++++ Information given

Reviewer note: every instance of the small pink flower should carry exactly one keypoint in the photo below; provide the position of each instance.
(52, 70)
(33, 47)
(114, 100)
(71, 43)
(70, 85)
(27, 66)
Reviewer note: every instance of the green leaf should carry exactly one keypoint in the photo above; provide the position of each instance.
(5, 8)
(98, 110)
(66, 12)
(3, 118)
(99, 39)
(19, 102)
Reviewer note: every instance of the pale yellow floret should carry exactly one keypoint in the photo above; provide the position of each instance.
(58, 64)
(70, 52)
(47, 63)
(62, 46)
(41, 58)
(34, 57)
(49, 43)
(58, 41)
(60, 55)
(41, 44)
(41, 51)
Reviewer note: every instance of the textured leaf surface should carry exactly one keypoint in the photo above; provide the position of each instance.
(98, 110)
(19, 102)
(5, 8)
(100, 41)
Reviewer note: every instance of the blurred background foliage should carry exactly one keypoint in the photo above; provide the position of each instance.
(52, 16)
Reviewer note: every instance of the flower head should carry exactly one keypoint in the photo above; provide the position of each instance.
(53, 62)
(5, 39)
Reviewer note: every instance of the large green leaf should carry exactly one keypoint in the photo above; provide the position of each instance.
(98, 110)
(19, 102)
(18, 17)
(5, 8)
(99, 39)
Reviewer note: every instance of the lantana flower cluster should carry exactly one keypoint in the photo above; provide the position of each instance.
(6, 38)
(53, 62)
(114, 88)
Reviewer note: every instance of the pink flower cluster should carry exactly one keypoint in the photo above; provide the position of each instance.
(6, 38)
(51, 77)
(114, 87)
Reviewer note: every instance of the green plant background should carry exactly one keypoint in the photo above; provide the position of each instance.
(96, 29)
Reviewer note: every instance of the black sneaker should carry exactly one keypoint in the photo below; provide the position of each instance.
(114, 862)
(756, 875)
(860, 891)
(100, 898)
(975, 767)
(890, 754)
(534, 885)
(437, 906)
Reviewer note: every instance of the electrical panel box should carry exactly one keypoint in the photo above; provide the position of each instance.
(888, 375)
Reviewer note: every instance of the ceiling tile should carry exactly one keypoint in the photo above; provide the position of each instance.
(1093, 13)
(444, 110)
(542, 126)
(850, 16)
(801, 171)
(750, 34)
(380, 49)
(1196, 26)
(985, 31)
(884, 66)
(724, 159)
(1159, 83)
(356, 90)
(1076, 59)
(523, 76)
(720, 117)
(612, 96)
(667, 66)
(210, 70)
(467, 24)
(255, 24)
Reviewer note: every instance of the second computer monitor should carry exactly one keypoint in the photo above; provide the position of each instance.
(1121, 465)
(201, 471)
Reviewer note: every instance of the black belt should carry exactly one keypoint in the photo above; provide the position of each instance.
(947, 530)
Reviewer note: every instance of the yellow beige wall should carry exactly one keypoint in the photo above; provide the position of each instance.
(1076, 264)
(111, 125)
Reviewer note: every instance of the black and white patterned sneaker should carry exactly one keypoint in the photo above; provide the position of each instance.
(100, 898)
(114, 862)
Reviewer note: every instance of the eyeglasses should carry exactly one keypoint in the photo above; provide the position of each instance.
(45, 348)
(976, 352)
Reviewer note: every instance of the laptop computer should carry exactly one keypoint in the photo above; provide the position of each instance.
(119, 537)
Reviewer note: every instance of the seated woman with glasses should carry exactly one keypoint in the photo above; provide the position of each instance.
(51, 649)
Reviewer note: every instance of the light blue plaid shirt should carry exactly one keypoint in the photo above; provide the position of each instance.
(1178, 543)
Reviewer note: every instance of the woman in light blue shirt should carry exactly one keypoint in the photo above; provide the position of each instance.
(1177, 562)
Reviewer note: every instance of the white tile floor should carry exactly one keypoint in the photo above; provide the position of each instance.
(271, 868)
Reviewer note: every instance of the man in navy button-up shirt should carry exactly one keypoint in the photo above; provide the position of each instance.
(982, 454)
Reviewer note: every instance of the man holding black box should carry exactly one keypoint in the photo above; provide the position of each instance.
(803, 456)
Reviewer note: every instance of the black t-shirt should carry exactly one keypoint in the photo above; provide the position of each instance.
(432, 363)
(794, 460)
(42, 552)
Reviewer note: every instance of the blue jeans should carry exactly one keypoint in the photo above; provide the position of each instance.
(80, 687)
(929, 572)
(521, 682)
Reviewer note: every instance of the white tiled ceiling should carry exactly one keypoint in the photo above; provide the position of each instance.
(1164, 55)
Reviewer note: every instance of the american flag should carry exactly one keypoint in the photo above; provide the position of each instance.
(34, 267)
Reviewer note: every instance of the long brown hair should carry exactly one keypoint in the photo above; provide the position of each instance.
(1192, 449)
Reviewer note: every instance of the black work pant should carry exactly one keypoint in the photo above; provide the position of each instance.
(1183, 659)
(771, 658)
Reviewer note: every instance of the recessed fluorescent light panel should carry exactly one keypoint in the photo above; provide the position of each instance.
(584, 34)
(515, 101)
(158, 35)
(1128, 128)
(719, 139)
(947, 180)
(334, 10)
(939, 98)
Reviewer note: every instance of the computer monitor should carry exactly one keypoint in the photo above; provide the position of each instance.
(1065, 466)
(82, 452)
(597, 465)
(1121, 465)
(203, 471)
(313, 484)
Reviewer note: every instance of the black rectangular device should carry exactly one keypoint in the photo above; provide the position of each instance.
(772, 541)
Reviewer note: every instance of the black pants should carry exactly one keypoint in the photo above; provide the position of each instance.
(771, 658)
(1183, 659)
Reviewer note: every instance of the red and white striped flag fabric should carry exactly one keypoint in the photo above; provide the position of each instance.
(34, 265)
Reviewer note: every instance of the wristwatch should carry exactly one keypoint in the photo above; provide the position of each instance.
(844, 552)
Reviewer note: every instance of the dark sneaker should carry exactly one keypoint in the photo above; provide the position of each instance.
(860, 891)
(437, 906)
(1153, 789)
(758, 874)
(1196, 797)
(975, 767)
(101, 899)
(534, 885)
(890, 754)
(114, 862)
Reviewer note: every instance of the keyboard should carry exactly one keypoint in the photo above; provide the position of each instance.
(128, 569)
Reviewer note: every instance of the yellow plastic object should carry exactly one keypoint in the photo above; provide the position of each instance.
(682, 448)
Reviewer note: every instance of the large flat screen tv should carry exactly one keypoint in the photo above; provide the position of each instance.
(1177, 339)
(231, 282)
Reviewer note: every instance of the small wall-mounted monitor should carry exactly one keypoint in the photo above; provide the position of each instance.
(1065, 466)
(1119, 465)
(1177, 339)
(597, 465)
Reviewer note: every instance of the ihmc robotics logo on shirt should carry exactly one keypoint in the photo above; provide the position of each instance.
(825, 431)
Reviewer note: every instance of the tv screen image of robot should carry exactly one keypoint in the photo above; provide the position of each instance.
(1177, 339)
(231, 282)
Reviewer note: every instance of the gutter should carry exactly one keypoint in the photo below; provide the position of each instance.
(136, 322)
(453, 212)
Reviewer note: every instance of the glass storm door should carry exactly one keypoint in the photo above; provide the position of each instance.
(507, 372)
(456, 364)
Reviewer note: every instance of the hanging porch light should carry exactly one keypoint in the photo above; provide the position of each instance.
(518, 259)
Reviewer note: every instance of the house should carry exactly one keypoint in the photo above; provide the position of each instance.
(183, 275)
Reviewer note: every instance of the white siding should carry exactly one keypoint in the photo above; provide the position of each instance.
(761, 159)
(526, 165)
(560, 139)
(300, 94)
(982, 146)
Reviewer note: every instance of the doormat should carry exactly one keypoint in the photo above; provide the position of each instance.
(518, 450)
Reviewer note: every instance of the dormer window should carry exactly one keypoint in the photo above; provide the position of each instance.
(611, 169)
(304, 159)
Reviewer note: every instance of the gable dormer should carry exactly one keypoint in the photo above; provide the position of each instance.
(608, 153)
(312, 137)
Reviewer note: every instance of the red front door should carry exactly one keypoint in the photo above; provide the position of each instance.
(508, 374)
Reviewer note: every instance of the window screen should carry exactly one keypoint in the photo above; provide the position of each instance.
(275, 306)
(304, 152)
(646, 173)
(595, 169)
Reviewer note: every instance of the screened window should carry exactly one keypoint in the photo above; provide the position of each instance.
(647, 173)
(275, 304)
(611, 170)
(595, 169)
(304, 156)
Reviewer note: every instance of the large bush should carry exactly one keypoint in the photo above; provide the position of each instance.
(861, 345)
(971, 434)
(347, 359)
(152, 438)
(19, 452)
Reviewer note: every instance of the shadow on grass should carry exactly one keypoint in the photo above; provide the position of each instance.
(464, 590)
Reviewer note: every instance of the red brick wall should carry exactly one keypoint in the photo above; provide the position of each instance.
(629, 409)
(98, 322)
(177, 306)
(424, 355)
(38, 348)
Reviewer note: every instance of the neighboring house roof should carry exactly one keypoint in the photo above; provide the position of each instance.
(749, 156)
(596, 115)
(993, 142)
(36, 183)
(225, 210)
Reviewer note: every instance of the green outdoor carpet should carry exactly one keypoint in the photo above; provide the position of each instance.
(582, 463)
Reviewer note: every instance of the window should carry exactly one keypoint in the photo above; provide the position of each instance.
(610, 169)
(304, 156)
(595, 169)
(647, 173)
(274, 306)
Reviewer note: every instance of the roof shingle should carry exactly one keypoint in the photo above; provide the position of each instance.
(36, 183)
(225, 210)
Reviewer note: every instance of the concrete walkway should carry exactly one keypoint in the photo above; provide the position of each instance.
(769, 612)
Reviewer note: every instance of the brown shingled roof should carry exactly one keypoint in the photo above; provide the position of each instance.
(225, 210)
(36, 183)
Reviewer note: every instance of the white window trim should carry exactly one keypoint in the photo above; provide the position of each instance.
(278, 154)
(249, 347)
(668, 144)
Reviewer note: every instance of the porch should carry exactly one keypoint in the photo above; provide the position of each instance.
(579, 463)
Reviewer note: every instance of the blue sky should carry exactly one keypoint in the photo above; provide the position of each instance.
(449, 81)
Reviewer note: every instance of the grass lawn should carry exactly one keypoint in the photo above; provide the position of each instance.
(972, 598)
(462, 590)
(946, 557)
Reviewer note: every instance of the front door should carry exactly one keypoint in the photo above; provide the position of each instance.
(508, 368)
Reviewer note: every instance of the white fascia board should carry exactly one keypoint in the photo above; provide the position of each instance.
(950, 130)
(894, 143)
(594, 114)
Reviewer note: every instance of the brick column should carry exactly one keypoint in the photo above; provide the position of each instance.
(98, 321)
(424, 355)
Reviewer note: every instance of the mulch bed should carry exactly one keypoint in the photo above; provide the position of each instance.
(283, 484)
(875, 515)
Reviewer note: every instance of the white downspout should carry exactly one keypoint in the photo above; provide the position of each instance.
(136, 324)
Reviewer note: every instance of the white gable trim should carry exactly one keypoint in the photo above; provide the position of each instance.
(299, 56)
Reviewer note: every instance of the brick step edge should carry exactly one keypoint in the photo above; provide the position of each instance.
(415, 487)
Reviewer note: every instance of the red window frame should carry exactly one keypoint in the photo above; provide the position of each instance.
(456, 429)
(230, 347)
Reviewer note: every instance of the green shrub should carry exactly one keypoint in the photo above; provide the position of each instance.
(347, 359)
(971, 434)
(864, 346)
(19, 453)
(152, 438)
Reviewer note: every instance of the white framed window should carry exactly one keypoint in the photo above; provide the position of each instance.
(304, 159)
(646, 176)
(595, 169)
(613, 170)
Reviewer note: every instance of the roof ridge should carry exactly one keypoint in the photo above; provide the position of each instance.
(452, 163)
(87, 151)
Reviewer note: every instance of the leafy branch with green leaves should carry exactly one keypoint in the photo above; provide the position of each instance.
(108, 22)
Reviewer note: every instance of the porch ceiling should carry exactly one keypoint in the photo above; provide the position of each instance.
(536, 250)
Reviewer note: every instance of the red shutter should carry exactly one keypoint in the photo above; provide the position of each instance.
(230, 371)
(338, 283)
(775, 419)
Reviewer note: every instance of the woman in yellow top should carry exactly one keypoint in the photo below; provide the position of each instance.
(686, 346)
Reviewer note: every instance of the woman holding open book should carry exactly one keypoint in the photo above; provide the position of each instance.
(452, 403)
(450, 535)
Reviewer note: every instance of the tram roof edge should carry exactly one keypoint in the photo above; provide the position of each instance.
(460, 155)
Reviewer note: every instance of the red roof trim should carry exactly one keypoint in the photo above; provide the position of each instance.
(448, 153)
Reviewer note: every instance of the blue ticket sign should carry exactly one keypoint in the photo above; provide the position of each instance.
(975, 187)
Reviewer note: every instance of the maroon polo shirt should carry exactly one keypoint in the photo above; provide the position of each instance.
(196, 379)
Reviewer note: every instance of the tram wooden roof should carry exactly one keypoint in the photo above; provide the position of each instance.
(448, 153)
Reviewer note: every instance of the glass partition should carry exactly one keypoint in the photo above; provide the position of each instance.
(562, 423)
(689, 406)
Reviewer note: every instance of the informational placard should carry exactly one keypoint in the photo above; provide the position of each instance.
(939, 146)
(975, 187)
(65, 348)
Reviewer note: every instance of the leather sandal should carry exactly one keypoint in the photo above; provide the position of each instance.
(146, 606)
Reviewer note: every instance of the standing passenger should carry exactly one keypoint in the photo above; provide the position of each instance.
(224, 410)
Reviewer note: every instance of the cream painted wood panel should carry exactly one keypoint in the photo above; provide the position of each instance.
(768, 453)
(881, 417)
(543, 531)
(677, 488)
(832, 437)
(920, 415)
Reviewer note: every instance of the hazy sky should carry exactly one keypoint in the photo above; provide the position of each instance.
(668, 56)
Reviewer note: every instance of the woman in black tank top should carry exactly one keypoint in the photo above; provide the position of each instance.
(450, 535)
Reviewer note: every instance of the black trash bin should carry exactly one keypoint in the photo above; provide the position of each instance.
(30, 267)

++++++++

Return precisely the lines of the records, starting with the line that holds "Reviewer note: every instance of the glass partition" and ending with the last one.

Reviewer note: every instance of the glass partition should carry exactly one keypoint in the photo above; provide the position of each instance.
(562, 423)
(689, 406)
Reviewer note: every instance of the informational placard should carry exactly one keypoint in the photo above; provide the position of each instance.
(939, 146)
(975, 187)
(65, 348)
Reviewer note: every instance of the leather sandal should carry exactly one keypoint in the photo above; provide the position of each instance.
(146, 606)
Reviewer note: every instance of the standing passenger should carry exactly one keypoint in the photo above; provide the position of each instance.
(224, 410)
Reviewer note: every instance of the cream painted wood panel should carry exactly one keypoint in the photo above; provide the position of each instance.
(768, 453)
(881, 417)
(543, 531)
(677, 488)
(832, 437)
(920, 415)
Reviewer note: every instance of the hazy sky should carry exactly one keypoint in the photo above; provide the position of each instance.
(668, 56)
Reviewer note: every instance of the woman in black tank top should carry exactly one keypoint in the photo above; provide the position of each instance.
(450, 535)
Reviewer note: every instance of the black trash bin should carry exactly one keypoint in the photo above; provide the position of each instance.
(30, 267)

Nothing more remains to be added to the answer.